Work instructions:
Return, word for word, the part of the arthroscopy text starting at "If you ever" and ending at "medication after arthroscopy.".

Arthroscopy is a surgical technique that allows a surgeon to diagnose and treat joint disorders by using a small camera to look inside the joint. The arthroscope contains a small camera that provides a clear view of the interior of the joint while the surgeon inserts surgical instruments through other small incisions to repair damaged tissues.

Typically, arthroscopy is used for knee and shoulder joint injuries. Occasionally, it will be used in the ankle, hip or elbow. Arthroscopy is a minimally invasive procedure and is often the best way to deal with many joint problems. Compared to open surgery, arthroscopy generally results in much shorter recovery time, less pain, and reduced expenses.

If you ever undergo an arthroscopic procedure, chances are it will be done on an outpatient basis, and you will be able to return home the same day. The anesthesia used for arthroscopy will depend upon the joint and the type of procedure used. It may be anything from general anesthesia (putting you to sleep) to a local anesthetic. You may even be able to watch the procedure on the television screen as it occurs, or get a videotape of the procedure. Arthroscopic incisions are so small that they usually require no more than one stitch, if any, and you may require little or no pain medication after arthroscopy.

You will most likely be given a rehabilitative exercise program to begin immediately after the procedure. Regular exercise to restore your knee mobility and strength is essential. Generally, this program can be done at home. Your orthopaedic surgeon may refer you to physical therapy to get started. You will likely exercise approximately 20 to 30 minutes two or three times a day. You also may be advised to engage in a walking program.

Some exercises commonly recommended after arthroscopy include the following:

  • Initial Exercise
    • Hamstring Contraction
    • Quadriceps Contraction
    • Straight Leg Raises
    • Buttock Tucks
    • Straight Leg Raises, Standing
  • Intermediate Exercise
    • Terminal Knee Extension, Supine
    • Partial Squat, with Chair
    • Quadricep Stretch - Standing
  • Advanced Exercise
    • Knee Bend, Partial, Single Leg
    • Step-ups, Forward
    • Step-ups, Lateral
    • Terminal Knee Extension, Sitting
    • Hamstring Stretch, Supine
    • Hamstring Stretch, Supine at Wall
    • Exercise Bike
    • Walking
Your exercise program will likely be supervised by a therapist at the direction of your orthopaedic surgeon. As you increase the intensity of your exercise program, you may experience temporary plateaus. If your knee swells or hurts after a particular exercise activity, you should lessen or stop the activity until you feel better and inform your therapist or physician. You should use R.I.C.E., Rest, Ice, Compression and Elevation if swelling occurs. Always contact your physician if the symptoms do not respond to this treatment.

Given data:
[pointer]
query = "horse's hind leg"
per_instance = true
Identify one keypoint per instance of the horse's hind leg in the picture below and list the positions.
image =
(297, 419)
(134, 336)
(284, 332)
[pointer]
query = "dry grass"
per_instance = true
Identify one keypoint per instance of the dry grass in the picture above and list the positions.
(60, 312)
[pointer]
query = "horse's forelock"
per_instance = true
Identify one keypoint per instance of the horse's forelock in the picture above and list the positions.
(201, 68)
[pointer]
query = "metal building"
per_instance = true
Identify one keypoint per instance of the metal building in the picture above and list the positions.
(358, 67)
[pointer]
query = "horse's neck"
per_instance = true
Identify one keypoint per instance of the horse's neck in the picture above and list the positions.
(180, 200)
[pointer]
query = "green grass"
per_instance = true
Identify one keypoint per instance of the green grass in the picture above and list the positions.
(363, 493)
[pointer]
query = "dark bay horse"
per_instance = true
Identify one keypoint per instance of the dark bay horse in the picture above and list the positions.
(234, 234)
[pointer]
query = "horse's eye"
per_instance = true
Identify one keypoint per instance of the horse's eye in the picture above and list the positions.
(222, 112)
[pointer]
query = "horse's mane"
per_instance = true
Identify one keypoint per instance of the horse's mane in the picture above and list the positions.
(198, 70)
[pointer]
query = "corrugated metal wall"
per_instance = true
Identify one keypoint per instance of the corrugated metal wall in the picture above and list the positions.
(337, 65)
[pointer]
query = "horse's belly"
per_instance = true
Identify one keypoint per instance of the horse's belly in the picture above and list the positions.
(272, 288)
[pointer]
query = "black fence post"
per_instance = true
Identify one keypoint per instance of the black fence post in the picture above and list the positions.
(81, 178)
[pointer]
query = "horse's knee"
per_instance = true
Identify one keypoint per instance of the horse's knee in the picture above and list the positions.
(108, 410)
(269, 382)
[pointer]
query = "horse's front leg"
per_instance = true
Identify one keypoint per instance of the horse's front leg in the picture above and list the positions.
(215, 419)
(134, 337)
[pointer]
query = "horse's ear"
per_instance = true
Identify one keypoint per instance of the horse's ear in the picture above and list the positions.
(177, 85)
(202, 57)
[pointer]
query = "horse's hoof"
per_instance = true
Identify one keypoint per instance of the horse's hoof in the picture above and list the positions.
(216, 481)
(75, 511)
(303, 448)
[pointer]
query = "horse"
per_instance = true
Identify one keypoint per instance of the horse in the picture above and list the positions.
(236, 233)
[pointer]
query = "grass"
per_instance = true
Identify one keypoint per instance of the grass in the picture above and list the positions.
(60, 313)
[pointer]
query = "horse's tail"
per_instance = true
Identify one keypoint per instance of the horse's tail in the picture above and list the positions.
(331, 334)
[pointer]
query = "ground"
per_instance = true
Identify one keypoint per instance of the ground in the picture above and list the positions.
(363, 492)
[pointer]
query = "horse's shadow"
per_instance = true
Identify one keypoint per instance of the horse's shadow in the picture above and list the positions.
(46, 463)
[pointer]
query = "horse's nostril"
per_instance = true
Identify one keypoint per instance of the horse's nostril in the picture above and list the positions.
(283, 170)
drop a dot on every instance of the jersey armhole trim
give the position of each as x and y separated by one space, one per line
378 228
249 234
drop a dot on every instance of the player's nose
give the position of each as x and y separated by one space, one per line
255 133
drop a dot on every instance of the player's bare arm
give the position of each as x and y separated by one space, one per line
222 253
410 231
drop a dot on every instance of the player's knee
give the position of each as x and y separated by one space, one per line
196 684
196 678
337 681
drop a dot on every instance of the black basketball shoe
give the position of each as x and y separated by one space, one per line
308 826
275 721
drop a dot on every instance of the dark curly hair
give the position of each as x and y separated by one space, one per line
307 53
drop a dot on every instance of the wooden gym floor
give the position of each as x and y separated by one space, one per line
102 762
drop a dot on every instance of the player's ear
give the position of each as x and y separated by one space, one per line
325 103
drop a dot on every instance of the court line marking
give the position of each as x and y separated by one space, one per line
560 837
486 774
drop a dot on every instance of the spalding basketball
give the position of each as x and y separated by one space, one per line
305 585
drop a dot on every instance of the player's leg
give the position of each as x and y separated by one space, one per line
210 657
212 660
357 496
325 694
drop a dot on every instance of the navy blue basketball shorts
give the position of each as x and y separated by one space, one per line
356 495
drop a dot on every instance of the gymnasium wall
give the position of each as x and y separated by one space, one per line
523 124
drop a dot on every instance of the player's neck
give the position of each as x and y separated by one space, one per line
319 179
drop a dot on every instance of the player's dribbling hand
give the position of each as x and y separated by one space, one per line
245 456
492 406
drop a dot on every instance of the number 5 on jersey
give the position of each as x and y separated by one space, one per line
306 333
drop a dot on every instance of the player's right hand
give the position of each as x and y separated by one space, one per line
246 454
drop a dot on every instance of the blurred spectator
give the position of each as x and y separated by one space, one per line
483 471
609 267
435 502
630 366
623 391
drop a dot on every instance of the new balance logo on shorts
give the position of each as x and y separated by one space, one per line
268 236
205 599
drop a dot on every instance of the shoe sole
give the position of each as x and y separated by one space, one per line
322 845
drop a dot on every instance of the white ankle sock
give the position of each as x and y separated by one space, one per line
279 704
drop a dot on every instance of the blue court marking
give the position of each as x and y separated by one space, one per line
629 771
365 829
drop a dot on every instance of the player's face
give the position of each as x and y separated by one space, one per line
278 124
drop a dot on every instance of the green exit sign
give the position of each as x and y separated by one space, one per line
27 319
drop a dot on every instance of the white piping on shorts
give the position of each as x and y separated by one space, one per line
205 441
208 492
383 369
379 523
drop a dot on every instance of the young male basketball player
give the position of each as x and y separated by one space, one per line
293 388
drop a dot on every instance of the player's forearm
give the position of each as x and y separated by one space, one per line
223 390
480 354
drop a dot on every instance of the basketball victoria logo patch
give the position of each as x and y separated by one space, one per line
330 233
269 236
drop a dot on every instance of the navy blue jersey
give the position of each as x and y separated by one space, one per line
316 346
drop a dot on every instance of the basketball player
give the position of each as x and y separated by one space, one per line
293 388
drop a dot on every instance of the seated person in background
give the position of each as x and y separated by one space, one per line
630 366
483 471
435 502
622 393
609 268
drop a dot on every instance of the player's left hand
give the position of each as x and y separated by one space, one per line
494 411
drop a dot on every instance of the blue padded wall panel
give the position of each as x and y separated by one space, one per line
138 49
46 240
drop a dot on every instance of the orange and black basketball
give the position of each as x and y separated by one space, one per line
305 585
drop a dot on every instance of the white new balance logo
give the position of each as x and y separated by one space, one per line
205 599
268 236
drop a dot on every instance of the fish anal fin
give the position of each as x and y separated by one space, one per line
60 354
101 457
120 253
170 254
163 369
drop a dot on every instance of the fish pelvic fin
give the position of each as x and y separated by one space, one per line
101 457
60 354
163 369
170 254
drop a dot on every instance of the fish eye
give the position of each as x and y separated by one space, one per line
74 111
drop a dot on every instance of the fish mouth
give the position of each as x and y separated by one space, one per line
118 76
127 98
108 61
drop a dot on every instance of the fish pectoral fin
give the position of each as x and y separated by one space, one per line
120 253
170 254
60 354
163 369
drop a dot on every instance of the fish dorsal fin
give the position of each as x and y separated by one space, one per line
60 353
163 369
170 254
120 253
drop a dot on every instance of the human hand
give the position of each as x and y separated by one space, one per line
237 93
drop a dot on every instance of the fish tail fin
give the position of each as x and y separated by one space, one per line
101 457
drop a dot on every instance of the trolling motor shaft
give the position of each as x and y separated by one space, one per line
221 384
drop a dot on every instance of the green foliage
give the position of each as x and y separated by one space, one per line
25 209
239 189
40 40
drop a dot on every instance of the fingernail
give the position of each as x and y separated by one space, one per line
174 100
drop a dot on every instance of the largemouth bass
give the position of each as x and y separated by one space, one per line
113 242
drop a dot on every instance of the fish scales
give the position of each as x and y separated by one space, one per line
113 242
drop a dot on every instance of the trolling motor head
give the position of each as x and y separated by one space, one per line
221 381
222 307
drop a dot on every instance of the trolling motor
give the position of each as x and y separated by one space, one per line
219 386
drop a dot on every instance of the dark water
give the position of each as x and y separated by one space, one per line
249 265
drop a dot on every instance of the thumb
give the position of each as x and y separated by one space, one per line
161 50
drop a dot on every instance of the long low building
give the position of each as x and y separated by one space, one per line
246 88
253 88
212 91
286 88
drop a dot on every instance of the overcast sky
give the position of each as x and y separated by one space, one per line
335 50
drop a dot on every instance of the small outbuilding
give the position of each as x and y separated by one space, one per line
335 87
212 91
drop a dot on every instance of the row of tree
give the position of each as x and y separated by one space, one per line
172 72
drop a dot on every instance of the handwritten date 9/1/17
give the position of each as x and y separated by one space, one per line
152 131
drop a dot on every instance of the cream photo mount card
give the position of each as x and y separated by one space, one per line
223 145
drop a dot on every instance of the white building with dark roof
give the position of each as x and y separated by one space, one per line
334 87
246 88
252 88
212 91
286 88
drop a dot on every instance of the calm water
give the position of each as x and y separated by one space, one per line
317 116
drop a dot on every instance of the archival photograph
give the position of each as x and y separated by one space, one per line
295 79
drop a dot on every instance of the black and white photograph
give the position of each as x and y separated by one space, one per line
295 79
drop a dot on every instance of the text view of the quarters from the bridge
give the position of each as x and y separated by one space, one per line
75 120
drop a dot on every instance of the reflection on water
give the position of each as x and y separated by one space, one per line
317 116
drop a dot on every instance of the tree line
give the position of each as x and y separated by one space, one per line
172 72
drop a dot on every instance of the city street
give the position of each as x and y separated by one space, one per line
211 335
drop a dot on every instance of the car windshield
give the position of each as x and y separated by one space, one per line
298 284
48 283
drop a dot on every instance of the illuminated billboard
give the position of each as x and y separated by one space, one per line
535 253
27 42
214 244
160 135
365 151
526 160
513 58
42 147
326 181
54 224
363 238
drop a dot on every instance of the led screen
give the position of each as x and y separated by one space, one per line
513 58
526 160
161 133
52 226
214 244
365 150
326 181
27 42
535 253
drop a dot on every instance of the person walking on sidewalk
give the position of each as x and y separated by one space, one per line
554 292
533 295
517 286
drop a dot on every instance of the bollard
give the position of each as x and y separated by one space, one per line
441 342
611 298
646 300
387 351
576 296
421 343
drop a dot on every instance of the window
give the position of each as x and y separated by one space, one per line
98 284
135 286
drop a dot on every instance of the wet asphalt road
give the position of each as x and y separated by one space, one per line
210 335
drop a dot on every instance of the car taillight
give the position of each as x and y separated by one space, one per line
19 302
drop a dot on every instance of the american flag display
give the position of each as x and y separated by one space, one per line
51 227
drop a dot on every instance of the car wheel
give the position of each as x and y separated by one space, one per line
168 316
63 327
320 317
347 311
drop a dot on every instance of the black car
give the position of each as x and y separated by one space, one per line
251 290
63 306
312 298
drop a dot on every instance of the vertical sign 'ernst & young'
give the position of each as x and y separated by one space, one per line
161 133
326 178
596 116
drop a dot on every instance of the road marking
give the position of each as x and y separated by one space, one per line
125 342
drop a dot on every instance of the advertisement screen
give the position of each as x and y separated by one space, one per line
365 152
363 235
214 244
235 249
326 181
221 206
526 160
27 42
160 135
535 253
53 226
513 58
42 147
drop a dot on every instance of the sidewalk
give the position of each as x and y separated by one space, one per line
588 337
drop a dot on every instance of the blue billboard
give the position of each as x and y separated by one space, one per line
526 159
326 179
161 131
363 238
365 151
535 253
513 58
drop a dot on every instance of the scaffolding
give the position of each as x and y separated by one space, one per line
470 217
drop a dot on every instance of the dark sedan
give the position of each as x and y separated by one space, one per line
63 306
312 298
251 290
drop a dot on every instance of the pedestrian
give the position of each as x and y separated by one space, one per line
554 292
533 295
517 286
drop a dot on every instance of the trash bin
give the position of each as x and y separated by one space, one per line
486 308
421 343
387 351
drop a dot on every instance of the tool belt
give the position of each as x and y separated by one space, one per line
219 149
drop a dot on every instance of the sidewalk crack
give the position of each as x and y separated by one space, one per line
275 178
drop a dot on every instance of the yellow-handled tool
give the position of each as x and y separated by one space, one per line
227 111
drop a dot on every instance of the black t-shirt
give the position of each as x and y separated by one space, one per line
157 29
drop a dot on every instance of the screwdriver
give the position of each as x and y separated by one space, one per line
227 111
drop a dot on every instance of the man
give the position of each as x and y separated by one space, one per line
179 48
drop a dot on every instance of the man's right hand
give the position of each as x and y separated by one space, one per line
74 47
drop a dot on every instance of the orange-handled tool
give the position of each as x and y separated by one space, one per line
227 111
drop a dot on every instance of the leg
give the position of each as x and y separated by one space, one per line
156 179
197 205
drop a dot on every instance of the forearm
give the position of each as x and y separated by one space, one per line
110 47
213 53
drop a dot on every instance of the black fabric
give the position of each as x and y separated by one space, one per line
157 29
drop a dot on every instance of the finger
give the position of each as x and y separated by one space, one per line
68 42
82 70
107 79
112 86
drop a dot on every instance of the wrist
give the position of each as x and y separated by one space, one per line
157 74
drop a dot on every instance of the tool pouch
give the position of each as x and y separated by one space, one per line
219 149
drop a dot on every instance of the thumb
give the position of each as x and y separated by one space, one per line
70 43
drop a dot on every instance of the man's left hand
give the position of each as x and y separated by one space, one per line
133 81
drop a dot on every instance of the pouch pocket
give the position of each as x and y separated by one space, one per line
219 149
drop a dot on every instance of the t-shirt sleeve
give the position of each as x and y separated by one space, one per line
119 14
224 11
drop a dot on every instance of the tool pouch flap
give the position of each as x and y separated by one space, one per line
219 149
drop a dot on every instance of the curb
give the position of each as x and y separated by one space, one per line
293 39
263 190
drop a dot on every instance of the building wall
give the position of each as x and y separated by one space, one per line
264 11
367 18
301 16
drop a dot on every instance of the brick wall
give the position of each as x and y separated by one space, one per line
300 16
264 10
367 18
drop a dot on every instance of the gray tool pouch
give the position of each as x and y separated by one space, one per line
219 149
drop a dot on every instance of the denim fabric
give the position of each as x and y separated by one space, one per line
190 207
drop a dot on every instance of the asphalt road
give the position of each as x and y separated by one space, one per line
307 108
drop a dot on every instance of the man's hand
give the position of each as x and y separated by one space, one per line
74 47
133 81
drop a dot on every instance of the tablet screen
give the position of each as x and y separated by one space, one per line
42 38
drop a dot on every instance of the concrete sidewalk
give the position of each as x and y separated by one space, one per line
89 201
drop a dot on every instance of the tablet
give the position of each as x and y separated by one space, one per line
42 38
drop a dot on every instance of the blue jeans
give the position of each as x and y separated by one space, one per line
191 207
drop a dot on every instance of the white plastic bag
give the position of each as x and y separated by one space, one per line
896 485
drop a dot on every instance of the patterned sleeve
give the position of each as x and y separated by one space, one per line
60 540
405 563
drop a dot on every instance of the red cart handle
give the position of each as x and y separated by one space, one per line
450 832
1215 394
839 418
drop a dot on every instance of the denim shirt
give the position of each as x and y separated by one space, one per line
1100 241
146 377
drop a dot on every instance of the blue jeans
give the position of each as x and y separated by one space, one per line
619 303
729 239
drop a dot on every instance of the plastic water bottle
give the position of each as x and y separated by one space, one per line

Task response:
If you ever undergo an arthroscopic procedure, chances are it will be done on an outpatient basis, and you will be able to return home the same day. The anesthesia used for arthroscopy will depend upon the joint and the type of procedure used. It may be anything from general anesthesia (putting you to sleep) to a local anesthetic. You may even be able to watch the procedure on the television screen as it occurs, or get a videotape of the procedure. Arthroscopic incisions are so small that they usually require no more than one stitch, if any, and you may require little or no pain medication after arthroscopy.